Collection entries:

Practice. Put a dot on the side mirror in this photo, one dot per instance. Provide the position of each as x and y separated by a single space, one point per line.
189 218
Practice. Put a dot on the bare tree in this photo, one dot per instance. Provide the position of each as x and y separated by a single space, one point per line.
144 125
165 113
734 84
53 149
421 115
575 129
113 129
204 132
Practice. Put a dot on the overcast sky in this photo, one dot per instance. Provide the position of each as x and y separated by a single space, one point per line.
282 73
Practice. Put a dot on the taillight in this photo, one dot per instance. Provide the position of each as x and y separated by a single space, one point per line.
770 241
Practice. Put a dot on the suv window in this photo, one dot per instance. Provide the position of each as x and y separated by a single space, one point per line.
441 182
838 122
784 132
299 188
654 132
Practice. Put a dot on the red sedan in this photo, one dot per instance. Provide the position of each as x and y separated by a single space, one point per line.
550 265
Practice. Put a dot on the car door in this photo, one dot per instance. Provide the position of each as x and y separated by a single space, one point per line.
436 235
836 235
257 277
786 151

JOB: Rewrite every item above with "Put a dot on" changed to "Mark" wherever it occurs, keeping everything else the same.

PROBLEM SOLUTION:
Practice. Mark the side mirror in this photo, one dot per instance. Provide the position of each as x and y separated by a single space, one point per line.
189 218
Practice. Mark the bare tree in this photo, one dot per instance. Provide the position of each as x and y separated by a single space, one point per line.
144 125
165 113
734 84
53 149
421 115
575 129
113 129
204 132
Practice. Mark the overcast sky in this photo, one dot per instance. Provide the position of each as x and y separated by a single space, one point per line.
282 73
Practice. Mark the taillight in this photo, one dot per instance. Provide the position of each as x and y separated by a single space, one point per line.
770 241
Practice. Mark the suv window in this photo, one dot per instance. Provide the position of each as x and y separated by a single space, one point per line.
441 182
838 122
784 132
299 188
654 132
Practice. Mark the red sedan in this photo, one dot per instance. Provide the position of each as x and y separated by a single space, one point per line.
550 265
Practice. Mark the car door in this photo, one dot per instance. Provide the position of each as x and y separated by a single space, one point per line.
436 235
836 235
257 277
786 151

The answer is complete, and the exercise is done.